#### Text passage

- Official release poster
- Directed by: Apoorv Singh Karki
- Written by: P. C. Solanki Apoorva Singh Karki Deepak Kingrani
- Produced by: Vinod Bhanushali Kamlesh Bhanushali Vishal Gurnani Asif Shaikh Suparn Verma
- Starring: Manoj Bajpayee; Adrija Sinha; Surya Mohan Kulshrestha;
- Cinematography: Arjun Kukreti
- Edited by: Sumeet Kotian
- Music by: Sangeet-Siddharth Roy
- Production companies: Bhanushali Studios Limited; Zee Studios;
- Distributed by: ZEE5
- Release date: 23 May 2023;
- Running time: 132 minutes
- Country: India
- Language: Hindi

= Sirf Ek Bandaa Kaafi Hai =

2023 Indian film by Apoorv Singh Karki

Sirf Ek Bandaa Kaafi Hai, or simply Bandaa, is a 2023 Indian Hindi-language legal drama film directed by Apoorv Singh Karki and co-produced by Zee Studios and Bhanushali Studios. The film stars Manoj Bajpayee, Adrija Sinha, and Surya Mohan Kulshrestha. It is inspired by a five-year long fight by a sessions court lawyer Adv. P. C. Solanki. The plot is based on the trial of Asaram for the rape of a 16-year-old girl from Shahjahanpur, Uttar Pradesh, on 15 August 2013.

The film was released on 23 May 2023 through the streaming platform ZEE5, and had a limited theatrical release on 2 June 2023. It received positive reviews from critics. The film featured in the 54th International Film Festival of India's Panorama Mainstream Section.

At the 2023 Filmfare OTT Awards, Sirf Ek Bandaa Kaafi Hai received 7 nominations and won 5 awards, including Best Web Original Film, Best Director in a Web Original Film (Karki) and Best Actor in a Web Original Film (Bajpayee). At the 71st National Film Awards, the film won Best Dialogue.

########

● Given task A
Using the film article, explain what real events Sirf Ek Bandaa Kaafi Hai draws on for its story.
● Given task B
Write the next part of the film article, picking up after its final sentence.

#### Entries provided

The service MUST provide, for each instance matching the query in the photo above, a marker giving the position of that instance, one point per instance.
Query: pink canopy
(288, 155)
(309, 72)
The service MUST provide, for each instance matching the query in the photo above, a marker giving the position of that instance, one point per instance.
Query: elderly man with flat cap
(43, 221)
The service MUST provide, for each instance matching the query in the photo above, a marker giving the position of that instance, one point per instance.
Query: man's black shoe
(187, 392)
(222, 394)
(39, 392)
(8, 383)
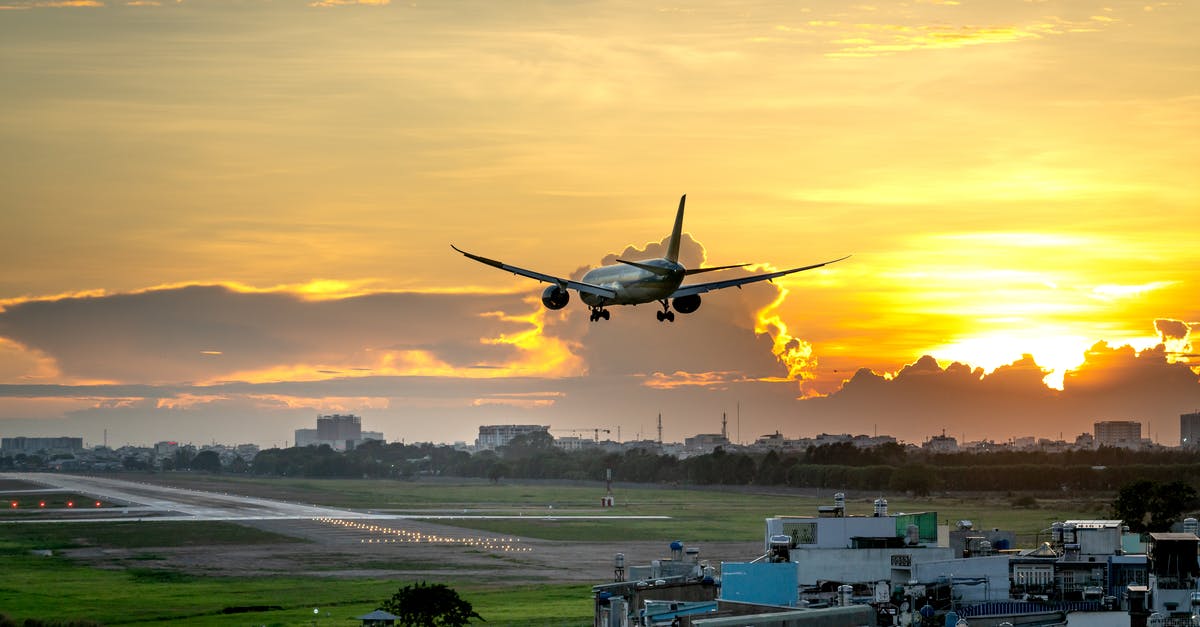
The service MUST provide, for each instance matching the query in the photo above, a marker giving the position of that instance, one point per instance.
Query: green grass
(696, 515)
(53, 587)
(133, 535)
(57, 587)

########

● Final answer A
The film is inspired by a five-year-long fight by sessions court lawyer Adv. P. C. Solanki. Its plot is based on the trial of Asaram for the rape of a 16-year-old girl from Shahjahanpur, Uttar Pradesh, on 15 August 2013.

● Final answer B
== Production ==
Principal photography began in October 2022. The film was primarily shot in Mumbai and concluded in December 2022.

==Music==

The film's music was composed by Sangeet-Siddharth and Roy.

| No. | Title | Lyrics | Singer(s) | Length |
|---|---|---|---|---|
| 1. | "Bandaa Title Track" | Sameer, Enkore | Vivek Hariharan, Roy, Enkore | 2:10 |
| 2. | "Sahara Tu Mera" | Garima Obrah | Asees Kaur, Sangeet-Siddharth | 4:01 |
| 3. | "Bandeya" | Garima Obrah, Sangeet Haldipur | Sonu Nigam | 4:46 |
| Total length: |  |  |  | 10:27 |

== Controversies ==
Advocate P. C. Solanki filed a case against the producers of the film, alleging that the events that were depicted in the film were a violation of his intellectual property rights. The Sant Shri Asaramji Ashram Charitable Trust sent a legal notice to the producers of the film following the trailer launch, claiming it tarnished his reputation and hurt the sentiments of his devotees and followers.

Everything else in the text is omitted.